- _Your instructions_:
Rewrite the data as a JSON list of strings, with one string per line and blank lines left out. Include only the lines starting at the one containing "Thank you for the photo. Could you indicate the blue long-sleeve" and ending at the one containing "<point>71,369</point>", both included.
****************
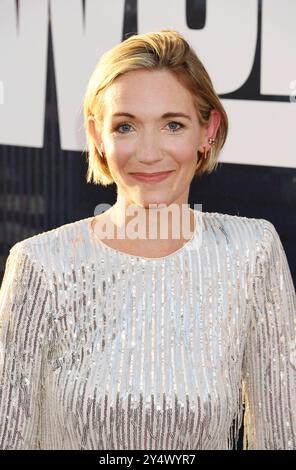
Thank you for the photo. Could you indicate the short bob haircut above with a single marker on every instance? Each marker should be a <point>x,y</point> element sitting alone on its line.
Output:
<point>164,49</point>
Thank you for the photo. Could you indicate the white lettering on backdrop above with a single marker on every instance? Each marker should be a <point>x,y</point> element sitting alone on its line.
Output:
<point>260,131</point>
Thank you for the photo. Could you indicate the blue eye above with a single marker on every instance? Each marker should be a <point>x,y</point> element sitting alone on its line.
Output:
<point>121,125</point>
<point>126,125</point>
<point>178,124</point>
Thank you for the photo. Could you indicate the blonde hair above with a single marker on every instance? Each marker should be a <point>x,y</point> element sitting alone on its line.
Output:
<point>164,49</point>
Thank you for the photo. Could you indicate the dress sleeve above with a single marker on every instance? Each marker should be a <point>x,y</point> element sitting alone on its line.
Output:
<point>23,303</point>
<point>269,366</point>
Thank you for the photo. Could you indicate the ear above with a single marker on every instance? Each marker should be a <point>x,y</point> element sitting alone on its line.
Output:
<point>210,130</point>
<point>95,134</point>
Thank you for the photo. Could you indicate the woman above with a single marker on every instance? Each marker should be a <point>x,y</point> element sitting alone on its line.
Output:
<point>121,342</point>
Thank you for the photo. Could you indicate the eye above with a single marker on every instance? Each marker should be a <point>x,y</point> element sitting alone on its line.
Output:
<point>123,124</point>
<point>178,124</point>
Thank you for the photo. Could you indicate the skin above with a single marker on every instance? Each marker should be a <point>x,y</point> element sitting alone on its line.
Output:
<point>150,143</point>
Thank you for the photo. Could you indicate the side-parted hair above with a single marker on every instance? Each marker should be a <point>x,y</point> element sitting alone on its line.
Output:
<point>164,49</point>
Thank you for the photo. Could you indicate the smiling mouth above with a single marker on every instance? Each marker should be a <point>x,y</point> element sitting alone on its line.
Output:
<point>152,177</point>
<point>152,174</point>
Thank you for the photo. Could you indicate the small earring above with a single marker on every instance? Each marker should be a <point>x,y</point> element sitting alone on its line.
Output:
<point>211,142</point>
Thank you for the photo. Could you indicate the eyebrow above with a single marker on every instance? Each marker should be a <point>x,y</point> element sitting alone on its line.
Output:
<point>165,115</point>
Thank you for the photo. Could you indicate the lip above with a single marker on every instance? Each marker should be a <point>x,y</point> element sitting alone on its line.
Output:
<point>152,177</point>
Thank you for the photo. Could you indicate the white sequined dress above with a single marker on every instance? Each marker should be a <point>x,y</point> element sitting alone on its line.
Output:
<point>102,349</point>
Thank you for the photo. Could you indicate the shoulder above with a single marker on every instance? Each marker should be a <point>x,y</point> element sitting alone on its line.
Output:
<point>53,245</point>
<point>239,230</point>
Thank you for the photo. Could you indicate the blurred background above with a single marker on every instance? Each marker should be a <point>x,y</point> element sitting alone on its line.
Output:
<point>48,50</point>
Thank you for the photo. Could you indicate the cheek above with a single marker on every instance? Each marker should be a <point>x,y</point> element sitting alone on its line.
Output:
<point>185,152</point>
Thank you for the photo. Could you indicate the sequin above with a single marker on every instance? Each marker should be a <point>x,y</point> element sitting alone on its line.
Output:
<point>100,349</point>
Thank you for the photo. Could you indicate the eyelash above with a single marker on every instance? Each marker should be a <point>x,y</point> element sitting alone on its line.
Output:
<point>116,128</point>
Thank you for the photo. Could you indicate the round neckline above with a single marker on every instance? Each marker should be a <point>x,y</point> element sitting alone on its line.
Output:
<point>98,241</point>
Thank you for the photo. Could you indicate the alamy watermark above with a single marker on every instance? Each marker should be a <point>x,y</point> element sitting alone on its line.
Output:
<point>292,95</point>
<point>1,92</point>
<point>158,221</point>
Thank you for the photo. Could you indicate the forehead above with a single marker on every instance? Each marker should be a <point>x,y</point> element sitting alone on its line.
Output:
<point>153,89</point>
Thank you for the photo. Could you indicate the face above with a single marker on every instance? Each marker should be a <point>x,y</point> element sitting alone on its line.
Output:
<point>150,125</point>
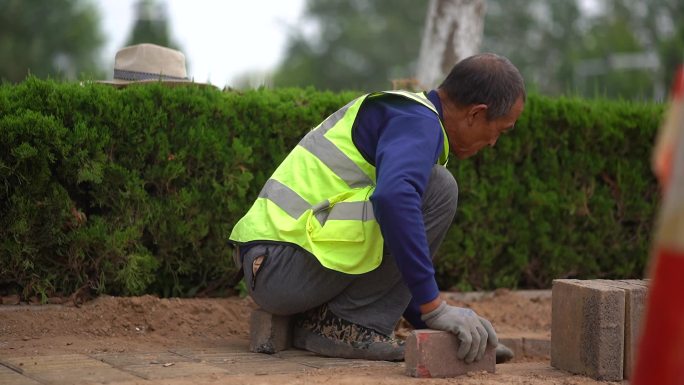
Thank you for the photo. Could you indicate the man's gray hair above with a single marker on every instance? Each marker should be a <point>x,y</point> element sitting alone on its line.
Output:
<point>485,79</point>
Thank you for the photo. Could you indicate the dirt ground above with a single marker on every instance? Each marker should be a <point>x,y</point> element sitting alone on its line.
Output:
<point>114,324</point>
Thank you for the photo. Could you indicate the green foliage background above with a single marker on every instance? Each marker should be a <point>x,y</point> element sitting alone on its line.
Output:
<point>136,190</point>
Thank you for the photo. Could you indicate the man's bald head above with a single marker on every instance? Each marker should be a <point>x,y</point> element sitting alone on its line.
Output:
<point>487,79</point>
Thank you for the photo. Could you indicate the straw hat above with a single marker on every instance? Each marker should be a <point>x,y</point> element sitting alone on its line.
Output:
<point>148,63</point>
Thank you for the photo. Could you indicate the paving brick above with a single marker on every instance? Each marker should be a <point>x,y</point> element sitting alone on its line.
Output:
<point>432,353</point>
<point>635,302</point>
<point>269,333</point>
<point>536,346</point>
<point>513,342</point>
<point>587,328</point>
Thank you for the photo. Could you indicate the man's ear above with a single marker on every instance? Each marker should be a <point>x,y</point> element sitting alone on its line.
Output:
<point>476,111</point>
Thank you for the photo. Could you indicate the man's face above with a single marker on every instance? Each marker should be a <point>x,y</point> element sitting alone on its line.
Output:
<point>470,131</point>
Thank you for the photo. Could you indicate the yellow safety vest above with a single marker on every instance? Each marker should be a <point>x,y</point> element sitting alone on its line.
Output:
<point>319,197</point>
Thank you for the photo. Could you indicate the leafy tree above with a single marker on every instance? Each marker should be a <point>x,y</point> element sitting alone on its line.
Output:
<point>359,44</point>
<point>57,38</point>
<point>151,25</point>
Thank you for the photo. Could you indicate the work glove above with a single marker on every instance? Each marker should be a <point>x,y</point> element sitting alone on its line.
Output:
<point>472,331</point>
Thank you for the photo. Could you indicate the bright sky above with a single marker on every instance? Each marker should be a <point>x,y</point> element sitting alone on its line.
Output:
<point>221,39</point>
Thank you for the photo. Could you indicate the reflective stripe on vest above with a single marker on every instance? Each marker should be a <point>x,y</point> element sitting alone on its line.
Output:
<point>319,196</point>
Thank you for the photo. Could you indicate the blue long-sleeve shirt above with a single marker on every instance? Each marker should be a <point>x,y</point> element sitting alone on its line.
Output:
<point>403,139</point>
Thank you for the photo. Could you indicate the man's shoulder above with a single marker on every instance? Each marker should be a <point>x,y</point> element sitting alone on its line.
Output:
<point>398,105</point>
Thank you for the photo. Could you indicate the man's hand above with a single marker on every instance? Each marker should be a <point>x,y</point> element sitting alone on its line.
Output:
<point>473,331</point>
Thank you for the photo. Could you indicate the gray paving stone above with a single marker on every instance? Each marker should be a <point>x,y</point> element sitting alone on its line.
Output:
<point>269,333</point>
<point>9,376</point>
<point>587,328</point>
<point>635,305</point>
<point>69,369</point>
<point>242,362</point>
<point>432,353</point>
<point>158,365</point>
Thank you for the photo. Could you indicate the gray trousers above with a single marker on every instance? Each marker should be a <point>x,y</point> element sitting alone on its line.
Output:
<point>289,280</point>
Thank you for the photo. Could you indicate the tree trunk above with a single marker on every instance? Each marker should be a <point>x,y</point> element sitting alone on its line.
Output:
<point>453,31</point>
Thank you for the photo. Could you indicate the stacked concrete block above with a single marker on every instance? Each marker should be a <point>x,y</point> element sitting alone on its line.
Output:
<point>269,333</point>
<point>635,302</point>
<point>595,326</point>
<point>432,353</point>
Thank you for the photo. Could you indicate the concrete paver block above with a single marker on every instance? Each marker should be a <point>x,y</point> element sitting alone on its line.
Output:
<point>537,346</point>
<point>513,342</point>
<point>269,333</point>
<point>432,353</point>
<point>635,304</point>
<point>587,328</point>
<point>15,377</point>
<point>71,369</point>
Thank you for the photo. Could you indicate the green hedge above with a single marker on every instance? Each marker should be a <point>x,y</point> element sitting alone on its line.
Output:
<point>130,191</point>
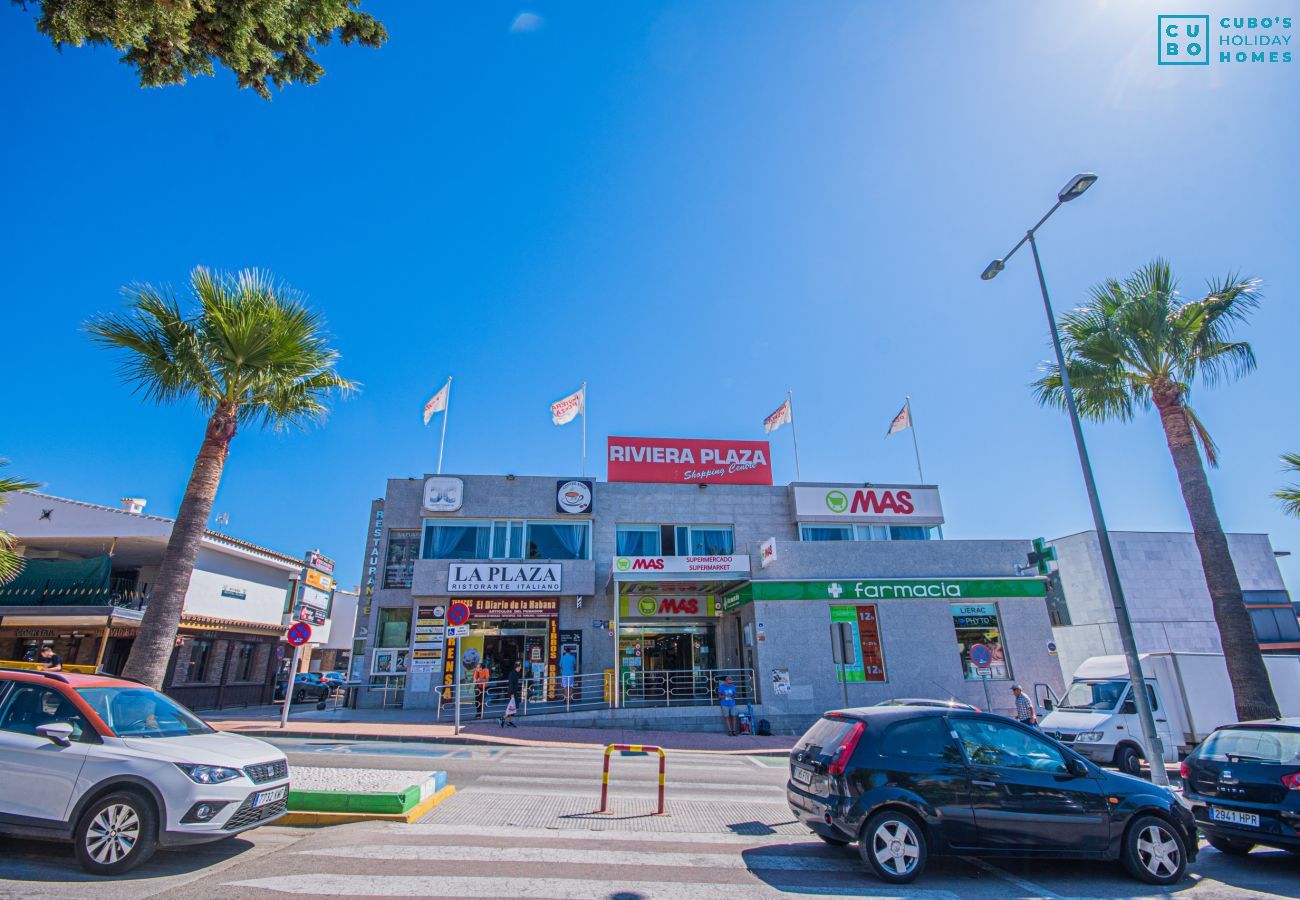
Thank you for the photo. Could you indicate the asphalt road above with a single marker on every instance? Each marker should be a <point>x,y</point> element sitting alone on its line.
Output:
<point>523,823</point>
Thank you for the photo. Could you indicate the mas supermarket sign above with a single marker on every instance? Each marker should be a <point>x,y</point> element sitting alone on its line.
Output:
<point>887,502</point>
<point>685,461</point>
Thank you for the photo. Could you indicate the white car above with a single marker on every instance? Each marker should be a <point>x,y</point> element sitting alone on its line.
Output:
<point>120,769</point>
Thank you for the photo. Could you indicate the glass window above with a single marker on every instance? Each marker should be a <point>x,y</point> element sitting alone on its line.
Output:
<point>30,706</point>
<point>638,541</point>
<point>456,540</point>
<point>399,562</point>
<point>826,532</point>
<point>558,540</point>
<point>200,653</point>
<point>143,713</point>
<point>1004,745</point>
<point>921,739</point>
<point>1252,745</point>
<point>979,641</point>
<point>394,626</point>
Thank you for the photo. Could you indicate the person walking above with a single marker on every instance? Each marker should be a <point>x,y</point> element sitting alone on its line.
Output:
<point>727,701</point>
<point>1025,710</point>
<point>514,695</point>
<point>481,687</point>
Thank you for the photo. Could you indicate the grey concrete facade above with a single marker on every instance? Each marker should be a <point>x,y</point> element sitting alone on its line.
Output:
<point>917,635</point>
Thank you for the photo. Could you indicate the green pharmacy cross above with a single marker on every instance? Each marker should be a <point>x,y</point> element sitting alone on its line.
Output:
<point>1041,554</point>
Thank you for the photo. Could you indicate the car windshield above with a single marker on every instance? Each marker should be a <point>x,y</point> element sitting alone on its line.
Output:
<point>1252,745</point>
<point>1093,695</point>
<point>143,713</point>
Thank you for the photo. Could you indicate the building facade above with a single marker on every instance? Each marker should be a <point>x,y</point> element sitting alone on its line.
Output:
<point>651,584</point>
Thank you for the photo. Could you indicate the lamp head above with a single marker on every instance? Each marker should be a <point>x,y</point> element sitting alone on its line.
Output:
<point>992,269</point>
<point>1075,186</point>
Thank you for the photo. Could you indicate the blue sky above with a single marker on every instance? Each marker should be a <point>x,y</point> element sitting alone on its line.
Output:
<point>693,207</point>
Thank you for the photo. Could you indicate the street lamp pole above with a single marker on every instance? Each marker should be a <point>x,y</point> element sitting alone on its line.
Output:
<point>1153,748</point>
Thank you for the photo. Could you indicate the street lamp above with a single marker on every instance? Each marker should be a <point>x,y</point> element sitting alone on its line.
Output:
<point>1155,752</point>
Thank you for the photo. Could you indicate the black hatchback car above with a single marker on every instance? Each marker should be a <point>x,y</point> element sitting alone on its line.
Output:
<point>1243,783</point>
<point>905,782</point>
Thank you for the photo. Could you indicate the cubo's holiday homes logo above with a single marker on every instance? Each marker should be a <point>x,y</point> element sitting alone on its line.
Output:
<point>1187,39</point>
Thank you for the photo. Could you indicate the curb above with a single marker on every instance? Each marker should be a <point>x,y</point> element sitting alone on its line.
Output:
<point>408,817</point>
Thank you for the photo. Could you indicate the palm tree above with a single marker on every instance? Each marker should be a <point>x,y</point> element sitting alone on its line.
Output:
<point>11,563</point>
<point>1290,496</point>
<point>248,353</point>
<point>1136,344</point>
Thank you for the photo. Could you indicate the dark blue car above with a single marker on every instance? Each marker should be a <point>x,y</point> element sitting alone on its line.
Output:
<point>905,782</point>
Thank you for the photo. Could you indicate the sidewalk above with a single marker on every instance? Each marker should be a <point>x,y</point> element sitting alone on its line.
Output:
<point>401,725</point>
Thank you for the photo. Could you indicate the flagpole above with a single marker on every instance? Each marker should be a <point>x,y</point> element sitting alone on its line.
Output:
<point>798,472</point>
<point>446,412</point>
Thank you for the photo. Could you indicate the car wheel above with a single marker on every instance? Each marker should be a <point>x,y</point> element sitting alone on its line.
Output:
<point>1129,760</point>
<point>1155,851</point>
<point>116,834</point>
<point>893,846</point>
<point>1229,846</point>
****************
- _Solution to this task_:
[
  "Thank you for the photo. Could you indicate the blue long-sleeve shirt above with a single marker on every instance? Each marker should be a <point>x,y</point> element sitting alone on its line.",
  "Output:",
  "<point>403,139</point>",
  "Thank you for the photo. Could you indicate the man's shoulder above with a single marker on every instance? Each marker should be a <point>x,y</point> element sitting alone on its line.",
  "Output:",
  "<point>398,105</point>",
  "Thank you for the photo. Could you indicate the man's hand above with a single marker on every instance? Each marker should be a <point>x,y</point> element sitting alone on its line.",
  "Output:",
  "<point>473,331</point>",
  "Thank you for the photo. Could you indicate the gray paving stone above with a single marker on every instance? Each marker should be a <point>x,y</point> element sitting alone on its line.",
  "Output:",
  "<point>269,333</point>",
  "<point>9,376</point>",
  "<point>587,328</point>",
  "<point>635,305</point>",
  "<point>69,369</point>",
  "<point>242,362</point>",
  "<point>432,353</point>",
  "<point>158,365</point>",
  "Thank you for the photo. Could you indicate the gray trousers above with a single marker on every instance? Each marker should be a <point>x,y</point> element sitting alone on its line.",
  "Output:",
  "<point>289,280</point>",
  "Thank you for the photo. Could you indicate the tree trunk above with a single marker on every instance? Each marker should be a <point>x,y</point> element sitting alone on its line.",
  "Output:",
  "<point>453,31</point>",
  "Thank you for the photo. Could you indicate the stacked concrete block above with a single marker on every instance? Each marker should be a <point>x,y</point> element sitting alone on its line.",
  "Output:",
  "<point>269,333</point>",
  "<point>635,302</point>",
  "<point>595,326</point>",
  "<point>432,353</point>",
  "Thank you for the photo. Could you indicate the concrete paver block above with a single marker on every instance? Each marker should be a <point>x,y</point> element sitting alone on its line.",
  "Output:",
  "<point>537,346</point>",
  "<point>513,342</point>",
  "<point>269,333</point>",
  "<point>432,353</point>",
  "<point>635,304</point>",
  "<point>587,328</point>",
  "<point>15,377</point>",
  "<point>71,369</point>"
]